Employers that are prepared to offer cold, hard facts to defend their decisions—even those that may look suspicious at first glance—rarely lose lawsuits. The more objective the business reasons you have for personnel decisions, the better off you are.
Recent case: Keith Turner, who is white, had worked for the NYU Hospitals Center for just a few years and was the highest-paid employee in his classification. When managers had to cut budgets by 2% across the board, Turner found himself out of a job. Another employee then moved into his position.
It just so happened that the manager who recommended the moves is black and from St. Lucia, as was the employee who stepped into Turner’s job.
Turner sued, alleging he had been discriminated against because he is white.
The hospital still won the lawsuit. It persuaded the court that the economic reasons for terminating Turner were legitimate. It pointed out that by terminating Turner (and his high salary), it saved money. The man who replaced him earned $13,000 less than Turner.
In addition, the hospital pointed to Turner’s performance. He had consistently earned poor reviews, although he never performed so poorly that he faced discharge. But poor reviews coupled with being the highest-paid employee in his classification certainly made the decision seem like one that was rational and nondiscriminatory. (Turner v. NYU Hospitals Center, et al., No. 11-1262, 2nd Cir., 2012)
|---|
# Problem to solve
Reproduce word for word the part of the passage on the hospital layoff lawsuit that opens with the words containing "Employers that are" and closes with "into his position.". The listing is not needed for this exercise.

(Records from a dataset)
|---|
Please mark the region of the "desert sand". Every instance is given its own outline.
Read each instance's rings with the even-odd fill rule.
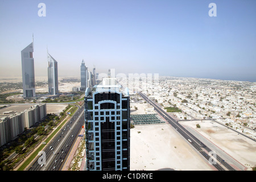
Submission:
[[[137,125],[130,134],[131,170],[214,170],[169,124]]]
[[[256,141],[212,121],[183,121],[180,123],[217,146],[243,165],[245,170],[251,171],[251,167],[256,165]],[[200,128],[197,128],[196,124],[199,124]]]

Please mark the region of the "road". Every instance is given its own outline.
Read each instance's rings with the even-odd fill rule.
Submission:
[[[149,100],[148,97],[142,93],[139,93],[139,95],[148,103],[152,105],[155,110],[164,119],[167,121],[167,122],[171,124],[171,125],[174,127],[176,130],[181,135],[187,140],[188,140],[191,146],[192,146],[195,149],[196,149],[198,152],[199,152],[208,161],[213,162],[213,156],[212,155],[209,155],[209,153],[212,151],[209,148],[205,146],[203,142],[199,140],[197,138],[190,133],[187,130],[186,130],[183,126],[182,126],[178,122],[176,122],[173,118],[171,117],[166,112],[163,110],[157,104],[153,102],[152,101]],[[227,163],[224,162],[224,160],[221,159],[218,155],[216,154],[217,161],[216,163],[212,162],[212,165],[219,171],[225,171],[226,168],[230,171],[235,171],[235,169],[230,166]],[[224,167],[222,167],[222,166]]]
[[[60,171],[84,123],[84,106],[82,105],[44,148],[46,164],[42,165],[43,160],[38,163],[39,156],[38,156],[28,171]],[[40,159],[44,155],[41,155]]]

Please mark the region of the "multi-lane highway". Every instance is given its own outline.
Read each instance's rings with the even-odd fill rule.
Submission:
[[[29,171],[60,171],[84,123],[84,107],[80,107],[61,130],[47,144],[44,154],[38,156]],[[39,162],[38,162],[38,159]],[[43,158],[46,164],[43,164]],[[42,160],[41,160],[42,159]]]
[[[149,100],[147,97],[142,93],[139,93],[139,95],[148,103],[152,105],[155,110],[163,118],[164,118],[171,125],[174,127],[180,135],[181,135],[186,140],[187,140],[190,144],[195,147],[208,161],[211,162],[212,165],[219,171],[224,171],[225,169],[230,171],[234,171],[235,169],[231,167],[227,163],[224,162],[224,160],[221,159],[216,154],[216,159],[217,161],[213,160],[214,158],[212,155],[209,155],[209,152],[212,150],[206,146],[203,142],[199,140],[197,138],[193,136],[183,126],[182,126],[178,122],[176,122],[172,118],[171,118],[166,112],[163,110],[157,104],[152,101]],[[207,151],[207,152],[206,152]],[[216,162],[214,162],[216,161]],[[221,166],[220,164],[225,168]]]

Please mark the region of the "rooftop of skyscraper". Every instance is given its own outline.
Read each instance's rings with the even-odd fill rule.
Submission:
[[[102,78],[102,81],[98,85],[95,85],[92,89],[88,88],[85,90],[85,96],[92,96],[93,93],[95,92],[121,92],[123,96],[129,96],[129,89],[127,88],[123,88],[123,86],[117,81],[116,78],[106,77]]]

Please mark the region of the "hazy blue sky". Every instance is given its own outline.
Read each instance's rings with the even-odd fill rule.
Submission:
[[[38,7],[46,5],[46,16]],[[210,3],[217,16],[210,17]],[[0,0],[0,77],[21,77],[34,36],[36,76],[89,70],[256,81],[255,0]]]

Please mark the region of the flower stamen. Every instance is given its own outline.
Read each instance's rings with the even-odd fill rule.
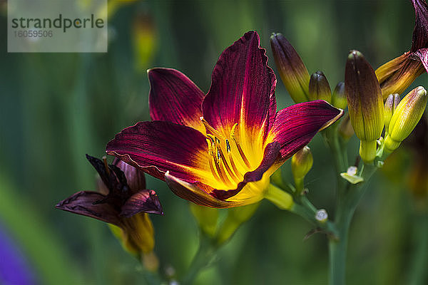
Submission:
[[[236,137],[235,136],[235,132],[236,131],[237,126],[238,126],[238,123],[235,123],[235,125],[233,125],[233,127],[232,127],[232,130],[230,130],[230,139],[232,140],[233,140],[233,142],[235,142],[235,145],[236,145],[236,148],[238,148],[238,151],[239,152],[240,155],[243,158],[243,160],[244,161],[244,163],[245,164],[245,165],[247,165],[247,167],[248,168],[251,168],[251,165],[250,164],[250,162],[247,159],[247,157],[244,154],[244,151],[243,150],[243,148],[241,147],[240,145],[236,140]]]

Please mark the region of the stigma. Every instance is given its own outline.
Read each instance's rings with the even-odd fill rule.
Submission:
|---|
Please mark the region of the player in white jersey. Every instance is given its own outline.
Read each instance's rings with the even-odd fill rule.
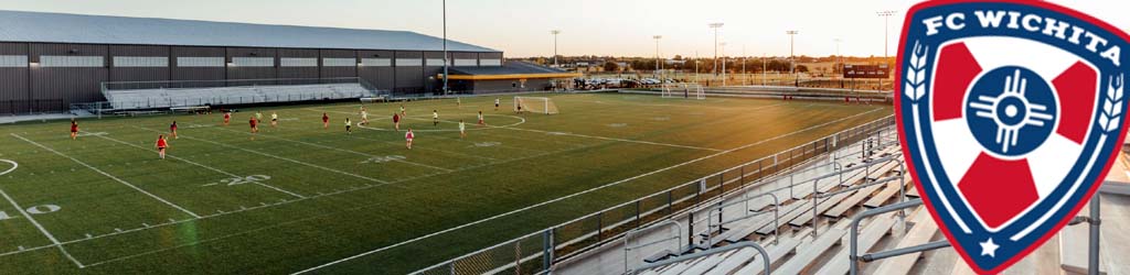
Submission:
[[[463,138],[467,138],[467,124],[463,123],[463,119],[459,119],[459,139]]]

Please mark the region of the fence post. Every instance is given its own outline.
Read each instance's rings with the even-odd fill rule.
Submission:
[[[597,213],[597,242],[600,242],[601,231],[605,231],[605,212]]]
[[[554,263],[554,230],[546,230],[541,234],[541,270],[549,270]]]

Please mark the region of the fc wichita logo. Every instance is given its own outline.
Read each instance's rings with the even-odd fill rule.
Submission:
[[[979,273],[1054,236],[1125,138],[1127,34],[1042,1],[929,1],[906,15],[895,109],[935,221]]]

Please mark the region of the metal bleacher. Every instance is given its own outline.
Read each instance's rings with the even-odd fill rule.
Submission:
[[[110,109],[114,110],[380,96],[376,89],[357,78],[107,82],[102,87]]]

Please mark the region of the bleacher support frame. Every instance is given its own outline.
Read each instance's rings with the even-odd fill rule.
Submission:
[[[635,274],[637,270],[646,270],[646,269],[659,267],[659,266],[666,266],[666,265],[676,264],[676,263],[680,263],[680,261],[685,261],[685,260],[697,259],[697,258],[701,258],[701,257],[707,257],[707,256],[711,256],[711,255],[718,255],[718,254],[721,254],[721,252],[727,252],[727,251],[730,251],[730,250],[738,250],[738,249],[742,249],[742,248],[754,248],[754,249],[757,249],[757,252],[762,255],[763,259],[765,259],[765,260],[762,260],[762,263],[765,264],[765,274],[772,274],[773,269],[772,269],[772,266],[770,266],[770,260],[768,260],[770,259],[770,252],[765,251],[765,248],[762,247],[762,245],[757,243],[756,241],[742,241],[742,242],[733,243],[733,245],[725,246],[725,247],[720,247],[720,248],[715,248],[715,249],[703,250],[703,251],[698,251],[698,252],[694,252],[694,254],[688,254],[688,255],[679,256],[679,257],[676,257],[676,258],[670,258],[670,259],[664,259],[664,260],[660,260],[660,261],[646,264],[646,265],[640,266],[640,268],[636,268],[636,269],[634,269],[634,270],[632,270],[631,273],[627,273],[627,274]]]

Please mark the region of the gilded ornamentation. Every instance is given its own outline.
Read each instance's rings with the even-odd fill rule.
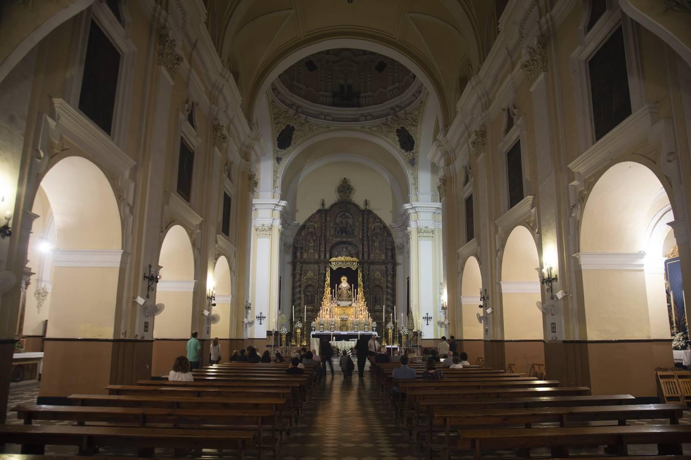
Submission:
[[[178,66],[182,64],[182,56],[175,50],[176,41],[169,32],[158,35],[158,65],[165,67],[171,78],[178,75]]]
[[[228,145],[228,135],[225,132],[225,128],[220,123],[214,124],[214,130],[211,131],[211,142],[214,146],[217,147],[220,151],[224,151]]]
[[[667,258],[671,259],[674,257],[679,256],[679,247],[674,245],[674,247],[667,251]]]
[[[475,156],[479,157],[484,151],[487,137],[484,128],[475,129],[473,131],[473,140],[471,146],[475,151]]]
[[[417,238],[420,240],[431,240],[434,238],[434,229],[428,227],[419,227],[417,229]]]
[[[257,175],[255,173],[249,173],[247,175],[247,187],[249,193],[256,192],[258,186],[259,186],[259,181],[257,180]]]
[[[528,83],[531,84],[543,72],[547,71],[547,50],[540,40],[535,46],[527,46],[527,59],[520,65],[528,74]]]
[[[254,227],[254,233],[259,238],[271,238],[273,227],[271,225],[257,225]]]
|---|
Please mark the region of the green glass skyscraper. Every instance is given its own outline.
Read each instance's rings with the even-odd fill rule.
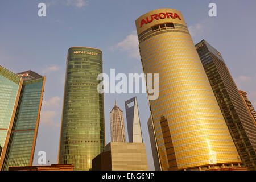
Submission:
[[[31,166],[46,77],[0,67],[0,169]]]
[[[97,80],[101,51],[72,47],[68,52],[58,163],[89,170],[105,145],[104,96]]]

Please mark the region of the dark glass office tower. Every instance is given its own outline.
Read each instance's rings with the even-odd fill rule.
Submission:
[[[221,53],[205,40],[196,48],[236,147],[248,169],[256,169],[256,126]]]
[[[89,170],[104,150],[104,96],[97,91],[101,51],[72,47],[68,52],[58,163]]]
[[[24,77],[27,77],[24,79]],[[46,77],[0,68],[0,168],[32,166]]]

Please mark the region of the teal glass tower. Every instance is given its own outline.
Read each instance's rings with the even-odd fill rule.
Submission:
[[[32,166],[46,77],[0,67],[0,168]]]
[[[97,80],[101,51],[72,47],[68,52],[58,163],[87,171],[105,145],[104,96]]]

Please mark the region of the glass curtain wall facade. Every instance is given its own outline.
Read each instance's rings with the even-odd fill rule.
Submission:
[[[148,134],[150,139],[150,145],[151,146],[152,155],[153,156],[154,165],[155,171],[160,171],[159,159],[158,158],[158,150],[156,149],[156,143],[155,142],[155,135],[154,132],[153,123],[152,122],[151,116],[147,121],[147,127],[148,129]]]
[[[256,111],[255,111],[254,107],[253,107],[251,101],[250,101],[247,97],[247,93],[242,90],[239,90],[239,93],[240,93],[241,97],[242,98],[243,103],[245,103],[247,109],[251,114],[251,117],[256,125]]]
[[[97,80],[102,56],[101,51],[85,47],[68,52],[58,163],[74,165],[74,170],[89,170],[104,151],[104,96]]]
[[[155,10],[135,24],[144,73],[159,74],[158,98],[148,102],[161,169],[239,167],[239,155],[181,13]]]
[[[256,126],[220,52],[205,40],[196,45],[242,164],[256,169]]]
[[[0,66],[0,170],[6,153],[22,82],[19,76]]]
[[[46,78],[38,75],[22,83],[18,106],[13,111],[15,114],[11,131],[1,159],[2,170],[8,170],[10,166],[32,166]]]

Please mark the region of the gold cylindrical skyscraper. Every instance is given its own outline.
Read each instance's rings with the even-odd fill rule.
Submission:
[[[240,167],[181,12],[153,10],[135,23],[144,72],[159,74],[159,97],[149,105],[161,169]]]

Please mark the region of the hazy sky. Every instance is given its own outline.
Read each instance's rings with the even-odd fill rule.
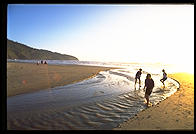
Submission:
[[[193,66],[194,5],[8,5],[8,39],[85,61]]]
|---|
# The completed task
Employers that are prepared to offer cold, hard facts to defend their decisions—even those that may look suspicious at first glance—rarely lose lawsuits. The more objective the business reasons you have for personnel decisions, the better off you are.
Recent case: Keith Turner, who is white, had worked for the NYU Hospitals Center for just a few years and was the highest-paid employee in his classification. When managers had to cut budgets by 2% across the board, Turner found himself out of a job. Another employee then moved into his position.